Stated problem = Reproduce each of the records below verbatim, omitting the pictures.

Exercise input =
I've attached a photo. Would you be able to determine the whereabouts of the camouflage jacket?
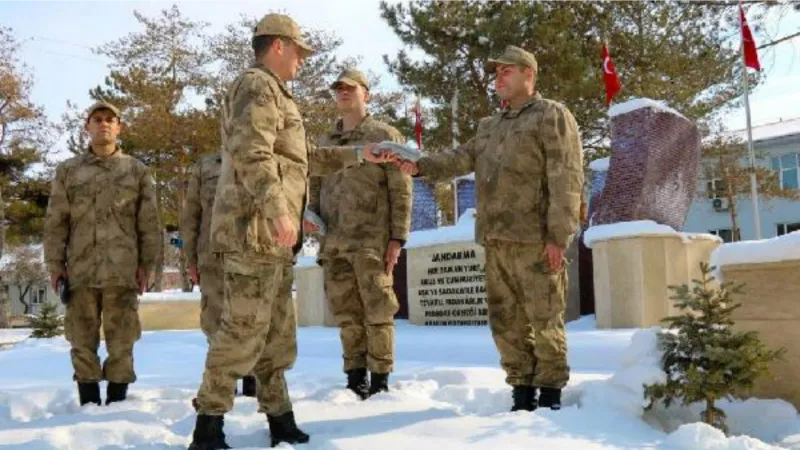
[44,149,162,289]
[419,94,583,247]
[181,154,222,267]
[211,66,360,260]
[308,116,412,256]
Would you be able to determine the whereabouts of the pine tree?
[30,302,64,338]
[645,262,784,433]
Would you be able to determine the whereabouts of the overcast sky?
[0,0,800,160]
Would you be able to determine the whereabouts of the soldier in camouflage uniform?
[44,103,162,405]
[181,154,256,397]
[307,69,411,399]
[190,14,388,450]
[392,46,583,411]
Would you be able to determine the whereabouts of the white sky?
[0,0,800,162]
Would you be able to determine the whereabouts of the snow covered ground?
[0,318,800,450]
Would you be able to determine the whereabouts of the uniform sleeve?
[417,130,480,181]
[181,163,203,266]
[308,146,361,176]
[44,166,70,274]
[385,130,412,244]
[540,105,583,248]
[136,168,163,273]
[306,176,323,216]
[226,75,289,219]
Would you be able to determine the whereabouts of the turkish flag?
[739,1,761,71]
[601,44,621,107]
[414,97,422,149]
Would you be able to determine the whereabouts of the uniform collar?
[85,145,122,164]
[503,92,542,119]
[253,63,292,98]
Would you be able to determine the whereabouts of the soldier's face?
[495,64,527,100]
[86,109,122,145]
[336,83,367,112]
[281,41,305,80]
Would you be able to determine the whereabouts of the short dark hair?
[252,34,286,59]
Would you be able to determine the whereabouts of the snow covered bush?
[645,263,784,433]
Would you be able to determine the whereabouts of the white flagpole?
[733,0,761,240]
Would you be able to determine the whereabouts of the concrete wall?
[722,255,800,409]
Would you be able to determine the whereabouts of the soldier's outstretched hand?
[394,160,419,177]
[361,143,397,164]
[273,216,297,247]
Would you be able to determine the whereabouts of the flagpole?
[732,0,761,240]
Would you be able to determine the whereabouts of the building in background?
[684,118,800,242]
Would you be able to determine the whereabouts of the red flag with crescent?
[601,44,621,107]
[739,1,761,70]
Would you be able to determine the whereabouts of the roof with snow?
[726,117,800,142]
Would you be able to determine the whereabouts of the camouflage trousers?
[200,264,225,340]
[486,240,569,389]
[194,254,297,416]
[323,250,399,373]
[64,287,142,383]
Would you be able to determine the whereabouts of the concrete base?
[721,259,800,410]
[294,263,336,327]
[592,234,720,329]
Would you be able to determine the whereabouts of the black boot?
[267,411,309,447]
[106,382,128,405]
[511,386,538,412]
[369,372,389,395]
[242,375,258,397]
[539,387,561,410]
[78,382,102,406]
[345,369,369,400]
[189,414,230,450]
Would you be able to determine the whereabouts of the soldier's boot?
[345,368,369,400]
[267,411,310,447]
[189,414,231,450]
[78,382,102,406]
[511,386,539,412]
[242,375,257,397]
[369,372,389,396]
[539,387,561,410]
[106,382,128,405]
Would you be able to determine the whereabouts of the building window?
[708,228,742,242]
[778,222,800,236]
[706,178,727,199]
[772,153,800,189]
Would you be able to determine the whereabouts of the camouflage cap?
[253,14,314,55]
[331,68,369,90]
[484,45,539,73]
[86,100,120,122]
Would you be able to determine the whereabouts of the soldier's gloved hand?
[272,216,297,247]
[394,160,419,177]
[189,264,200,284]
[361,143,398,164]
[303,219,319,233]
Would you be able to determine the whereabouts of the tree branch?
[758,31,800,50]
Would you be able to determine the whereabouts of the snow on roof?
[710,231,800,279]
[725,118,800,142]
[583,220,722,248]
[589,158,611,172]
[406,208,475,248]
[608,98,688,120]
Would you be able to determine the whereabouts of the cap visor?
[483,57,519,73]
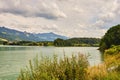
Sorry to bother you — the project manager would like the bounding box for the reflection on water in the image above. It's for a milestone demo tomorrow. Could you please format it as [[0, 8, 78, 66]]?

Reply to the task =
I've attached a photo. Would you be able to determine the whereabouts of the camouflage jacket?
[44,149,162,289]
[419,94,583,247]
[181,154,222,267]
[211,66,360,260]
[308,116,412,256]
Would you be able to determine the whereabouts of the pine tree?
[30,302,64,338]
[645,262,784,433]
Would you be able to determine the whereabouts of the overcast sky?
[0,0,800,160]
Would you be able to determine the whereabouts of the soldier in camouflage uniform?
[44,103,162,405]
[181,154,256,397]
[307,69,411,399]
[190,14,388,450]
[392,46,583,411]
Would you be able to determine the whereabouts of the white sky?
[0,0,800,162]
Would you be able to determine the whereabouts of the snow covered ground?
[0,318,800,450]
Would you be able to determine the whereabouts of the uniform sleeve?
[417,130,480,181]
[181,163,203,266]
[308,146,361,176]
[44,166,70,274]
[385,130,412,244]
[540,105,583,248]
[136,168,163,273]
[306,176,323,216]
[226,75,289,219]
Would you be able to determine the whereabouts of the turkish flag?
[739,1,761,71]
[601,44,621,107]
[414,97,422,149]
Would you be able to determine the whereabouts of the uniform collar?
[85,145,122,164]
[503,92,542,119]
[253,63,292,98]
Would you be able to determine the whereabouts of the soldier's face?
[495,64,527,100]
[86,109,122,145]
[336,83,367,112]
[281,41,305,80]
Would you be able to determine the whereabouts of the short dark hair?
[252,34,286,59]
Would you be able to determine the whereabouts of the snow covered bush?
[645,263,784,433]
Would you be able to determine the whereabouts of the white flagpole?
[733,0,761,240]
Would you be able to determine the whereabouts of the concrete wall?
[722,255,800,409]
Would you be able to determine the whereabouts of the soldier's outstretched hand?
[394,160,419,177]
[361,143,397,164]
[273,216,297,247]
Would you be able to determine the whereabouts of the flagpole?
[732,0,761,240]
Would you be able to determine the whereabouts of the building in background?
[684,118,800,242]
Would you be able to determine the whereabouts of the red flag with crescent?
[601,44,621,107]
[739,1,761,70]
Would you be able to determine the whereabouts of the roof with snow?
[726,117,800,142]
Would you be able to determine the whereabouts of the camouflage trousers?
[200,264,225,340]
[486,240,569,389]
[194,254,297,416]
[323,250,399,373]
[64,287,142,383]
Would you be able to determine the whereabouts of the concrete base?
[721,259,800,410]
[294,263,336,327]
[592,234,720,329]
Would you be able to determine the whereabouts of the black boot?
[267,411,309,447]
[106,382,128,405]
[511,386,538,412]
[369,372,389,395]
[242,375,258,397]
[539,387,561,410]
[78,382,102,406]
[345,369,369,400]
[189,414,230,450]
Would you be able to determine the whereabouts of the soldier's boot?
[345,368,369,400]
[267,411,310,447]
[189,414,231,450]
[78,382,102,406]
[511,386,539,412]
[242,375,257,397]
[369,372,389,396]
[539,387,561,410]
[106,382,128,405]
Would you be able to determine the whereabouts of the building window?
[708,228,742,242]
[778,222,800,236]
[706,178,727,199]
[772,153,800,189]
Would you be able to determine the whereabouts of the camouflage cap?
[253,14,314,55]
[331,68,369,90]
[484,45,539,73]
[86,100,120,122]
Would you be able to determine the whereabouts of the soldier's gloved hand?
[272,216,297,247]
[394,160,419,177]
[189,264,200,284]
[361,143,398,164]
[303,219,319,233]
Would you be able to determine the whereabouts of the tree branch?
[758,31,800,50]
Would you be able to determine the whereabouts of the snow on roof?
[710,231,800,279]
[725,118,800,142]
[583,220,722,248]
[589,158,611,172]
[406,208,475,248]
[608,98,688,120]
Would you be able to determine the whereabouts of the cap visor?
[483,57,519,73]
Sorry to bother you — the project manager would like the bounding box for the reflection on water in the image above. It's for a milestone demo tomorrow. Could you please format it as [[0, 8, 78, 66]]?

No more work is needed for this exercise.